**EXCERPT:**

========

Taking a short break from touring with Say Anything in March 2008, the band recorded the song in Los Angeles, with producer Garth Richardson, who produced the band's previous album, Puzzle.

After appearing in many of the band's summer setlists, the song made its radio debut on Zane Lowe's BBC Radio 1 show on Friday 19 June 2008 and was introduced as "The Hottest Record in the World Today".

To coincide with the single's physical release, the band embarked on a promotional tour across the UK performing acoustic sets in record stores and signing copies of the single.

==Composition==
The song is notably more radio-friendly than the band's previous releases, due to its fairly normal song structure and heavy emphasis on melody. It is also one of their first songs to feature a piano. Despite its radio-friendly style, the song incorporates an unusual time signature of 15/16 throughout the verses, while the post-choruses switch between 4/4 and 2/4.

==B-sides==
"Paperfriend" was a track recorded for Puzzle in 2007 that didn't make the cut. Lyrics from the track, "Help Me Be Captain", can be heard in the song. "Little Soldiers" appeared in the band's acoustic sets promoting the single.

==Track listings==
Songs and lyrics are by Simon Neil, music by Biffy Clyro. All songs were published by Good Soldier Songs.

========

**INFORMATION:**

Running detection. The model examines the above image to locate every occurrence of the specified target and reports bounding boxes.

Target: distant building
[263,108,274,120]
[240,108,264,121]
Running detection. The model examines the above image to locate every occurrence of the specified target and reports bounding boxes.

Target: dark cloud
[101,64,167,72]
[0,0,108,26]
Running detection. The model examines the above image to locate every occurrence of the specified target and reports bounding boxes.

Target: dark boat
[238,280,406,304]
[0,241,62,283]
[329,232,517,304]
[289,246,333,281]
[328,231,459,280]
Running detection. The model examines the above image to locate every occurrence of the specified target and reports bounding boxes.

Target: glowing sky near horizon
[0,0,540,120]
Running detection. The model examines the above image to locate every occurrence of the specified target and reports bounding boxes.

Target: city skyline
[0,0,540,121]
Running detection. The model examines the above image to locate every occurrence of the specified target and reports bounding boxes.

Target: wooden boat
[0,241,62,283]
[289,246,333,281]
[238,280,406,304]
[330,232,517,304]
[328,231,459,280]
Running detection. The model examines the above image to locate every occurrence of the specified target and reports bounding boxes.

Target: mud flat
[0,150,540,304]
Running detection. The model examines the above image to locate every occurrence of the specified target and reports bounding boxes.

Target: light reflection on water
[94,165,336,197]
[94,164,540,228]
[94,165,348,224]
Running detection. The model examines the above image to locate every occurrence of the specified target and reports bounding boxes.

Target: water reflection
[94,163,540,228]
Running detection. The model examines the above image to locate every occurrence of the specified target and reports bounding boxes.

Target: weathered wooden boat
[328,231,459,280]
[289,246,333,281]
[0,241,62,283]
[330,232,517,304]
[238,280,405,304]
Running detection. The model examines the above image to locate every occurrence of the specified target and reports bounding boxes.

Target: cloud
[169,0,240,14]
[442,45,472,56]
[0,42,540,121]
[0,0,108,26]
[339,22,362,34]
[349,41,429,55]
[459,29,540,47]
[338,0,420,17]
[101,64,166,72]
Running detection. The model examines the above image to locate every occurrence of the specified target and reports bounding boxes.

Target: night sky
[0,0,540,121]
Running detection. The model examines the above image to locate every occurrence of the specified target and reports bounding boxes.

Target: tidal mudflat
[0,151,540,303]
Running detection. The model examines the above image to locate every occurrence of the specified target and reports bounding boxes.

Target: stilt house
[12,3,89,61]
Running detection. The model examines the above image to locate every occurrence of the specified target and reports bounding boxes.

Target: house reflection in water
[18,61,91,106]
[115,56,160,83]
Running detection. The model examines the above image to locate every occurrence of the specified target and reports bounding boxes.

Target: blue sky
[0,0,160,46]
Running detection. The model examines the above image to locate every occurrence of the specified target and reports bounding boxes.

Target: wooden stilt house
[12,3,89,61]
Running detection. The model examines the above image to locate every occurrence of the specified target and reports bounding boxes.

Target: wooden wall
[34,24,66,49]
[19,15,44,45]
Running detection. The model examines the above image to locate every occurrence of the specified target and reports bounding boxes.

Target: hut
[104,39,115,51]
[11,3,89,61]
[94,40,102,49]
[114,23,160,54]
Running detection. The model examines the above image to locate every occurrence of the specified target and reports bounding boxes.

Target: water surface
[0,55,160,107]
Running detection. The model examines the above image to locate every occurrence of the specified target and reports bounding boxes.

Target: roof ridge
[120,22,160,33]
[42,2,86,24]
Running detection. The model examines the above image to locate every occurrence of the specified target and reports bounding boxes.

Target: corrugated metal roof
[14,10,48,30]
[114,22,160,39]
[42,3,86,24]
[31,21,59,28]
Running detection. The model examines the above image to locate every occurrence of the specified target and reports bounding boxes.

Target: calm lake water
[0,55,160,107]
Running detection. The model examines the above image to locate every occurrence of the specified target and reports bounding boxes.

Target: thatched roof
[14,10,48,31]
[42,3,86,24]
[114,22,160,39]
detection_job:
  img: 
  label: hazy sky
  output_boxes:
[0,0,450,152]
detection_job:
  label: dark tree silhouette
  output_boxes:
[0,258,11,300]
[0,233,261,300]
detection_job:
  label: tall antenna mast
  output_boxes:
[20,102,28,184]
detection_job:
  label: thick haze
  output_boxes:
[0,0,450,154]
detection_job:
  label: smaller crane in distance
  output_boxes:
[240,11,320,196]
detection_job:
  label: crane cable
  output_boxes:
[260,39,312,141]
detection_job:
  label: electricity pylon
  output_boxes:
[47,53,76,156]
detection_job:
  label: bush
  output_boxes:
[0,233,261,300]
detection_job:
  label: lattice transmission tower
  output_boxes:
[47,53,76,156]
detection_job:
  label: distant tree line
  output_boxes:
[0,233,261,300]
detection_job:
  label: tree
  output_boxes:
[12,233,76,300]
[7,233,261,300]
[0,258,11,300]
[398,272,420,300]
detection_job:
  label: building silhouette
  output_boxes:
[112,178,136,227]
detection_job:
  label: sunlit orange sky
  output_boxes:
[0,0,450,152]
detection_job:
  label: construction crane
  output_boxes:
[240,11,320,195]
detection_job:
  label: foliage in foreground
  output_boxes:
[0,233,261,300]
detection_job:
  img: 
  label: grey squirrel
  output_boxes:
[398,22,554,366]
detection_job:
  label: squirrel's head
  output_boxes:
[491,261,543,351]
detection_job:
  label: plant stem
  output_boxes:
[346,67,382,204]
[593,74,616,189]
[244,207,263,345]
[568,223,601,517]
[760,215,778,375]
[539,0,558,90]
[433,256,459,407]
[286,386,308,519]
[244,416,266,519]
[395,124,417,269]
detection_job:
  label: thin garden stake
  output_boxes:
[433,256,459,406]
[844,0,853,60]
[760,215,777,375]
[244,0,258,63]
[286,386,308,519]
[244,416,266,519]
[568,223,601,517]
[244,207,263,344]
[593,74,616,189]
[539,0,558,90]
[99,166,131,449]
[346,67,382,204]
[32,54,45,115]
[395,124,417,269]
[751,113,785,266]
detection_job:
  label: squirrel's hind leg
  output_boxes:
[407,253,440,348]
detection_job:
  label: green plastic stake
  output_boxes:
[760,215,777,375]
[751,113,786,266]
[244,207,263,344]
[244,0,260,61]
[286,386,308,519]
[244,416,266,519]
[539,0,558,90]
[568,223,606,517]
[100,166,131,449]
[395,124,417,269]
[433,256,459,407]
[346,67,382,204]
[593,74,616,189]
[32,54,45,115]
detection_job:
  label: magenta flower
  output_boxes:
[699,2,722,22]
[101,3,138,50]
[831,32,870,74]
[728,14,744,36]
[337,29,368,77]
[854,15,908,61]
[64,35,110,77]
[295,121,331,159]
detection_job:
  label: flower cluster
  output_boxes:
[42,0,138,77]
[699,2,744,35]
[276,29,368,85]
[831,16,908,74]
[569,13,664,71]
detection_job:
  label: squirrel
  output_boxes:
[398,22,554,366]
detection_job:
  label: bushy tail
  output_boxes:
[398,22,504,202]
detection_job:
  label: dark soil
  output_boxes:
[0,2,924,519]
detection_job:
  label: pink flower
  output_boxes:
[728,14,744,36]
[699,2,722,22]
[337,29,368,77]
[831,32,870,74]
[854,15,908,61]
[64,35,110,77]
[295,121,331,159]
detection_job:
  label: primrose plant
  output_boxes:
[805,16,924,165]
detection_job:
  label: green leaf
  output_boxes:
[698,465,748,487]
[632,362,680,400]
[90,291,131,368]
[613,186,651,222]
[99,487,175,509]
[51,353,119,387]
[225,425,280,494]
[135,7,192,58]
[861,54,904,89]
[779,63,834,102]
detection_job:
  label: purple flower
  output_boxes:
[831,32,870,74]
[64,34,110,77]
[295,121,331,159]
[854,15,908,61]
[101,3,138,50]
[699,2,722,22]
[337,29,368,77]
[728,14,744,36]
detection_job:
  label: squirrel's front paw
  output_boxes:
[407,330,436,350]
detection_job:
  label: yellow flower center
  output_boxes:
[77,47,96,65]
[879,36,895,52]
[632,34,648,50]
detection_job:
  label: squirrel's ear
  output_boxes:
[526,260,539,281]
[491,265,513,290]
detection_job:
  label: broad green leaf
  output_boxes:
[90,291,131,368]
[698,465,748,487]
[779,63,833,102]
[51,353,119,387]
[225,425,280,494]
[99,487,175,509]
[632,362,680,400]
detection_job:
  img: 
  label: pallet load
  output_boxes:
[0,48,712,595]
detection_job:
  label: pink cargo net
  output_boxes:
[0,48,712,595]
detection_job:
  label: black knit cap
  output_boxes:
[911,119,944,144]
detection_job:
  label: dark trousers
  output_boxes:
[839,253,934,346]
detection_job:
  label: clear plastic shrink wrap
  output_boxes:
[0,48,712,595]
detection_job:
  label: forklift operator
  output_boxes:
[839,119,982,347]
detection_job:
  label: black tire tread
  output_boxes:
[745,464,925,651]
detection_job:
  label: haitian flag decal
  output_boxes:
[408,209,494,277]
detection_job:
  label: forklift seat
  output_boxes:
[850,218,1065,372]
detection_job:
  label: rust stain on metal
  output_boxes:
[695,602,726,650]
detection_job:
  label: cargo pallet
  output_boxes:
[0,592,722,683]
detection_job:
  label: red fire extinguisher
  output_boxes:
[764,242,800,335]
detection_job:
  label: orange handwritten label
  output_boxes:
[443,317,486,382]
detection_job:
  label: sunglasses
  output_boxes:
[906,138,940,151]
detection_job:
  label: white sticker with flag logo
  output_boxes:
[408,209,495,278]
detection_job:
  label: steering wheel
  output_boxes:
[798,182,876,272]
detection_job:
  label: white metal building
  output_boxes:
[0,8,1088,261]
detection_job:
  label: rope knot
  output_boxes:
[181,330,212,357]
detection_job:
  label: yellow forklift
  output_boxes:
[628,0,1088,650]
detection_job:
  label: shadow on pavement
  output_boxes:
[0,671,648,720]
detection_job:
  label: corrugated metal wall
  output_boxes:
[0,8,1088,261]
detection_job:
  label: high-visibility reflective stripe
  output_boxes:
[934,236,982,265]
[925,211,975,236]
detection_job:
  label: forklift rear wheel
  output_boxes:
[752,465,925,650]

========

**GOAL OF THE EXERCISE:**
Retype the stretch of the Biffy Clyro song excerpt from "To coincide with" through "4/4 and 2/4.".

**TASK RESULT:**
To coincide with the single's physical release, the band embarked on a promotional tour across the UK performing acoustic sets in record stores and signing copies of the single.

==Composition==
The song is notably more radio-friendly than the band's previous releases, due to its fairly normal song structure and heavy emphasis on melody. It is also one of their first songs to feature a piano. Despite its radio-friendly style, the song incorporates an unusual time signature of 15/16 throughout the verses, while the post-choruses switch between 4/4 and 2/4.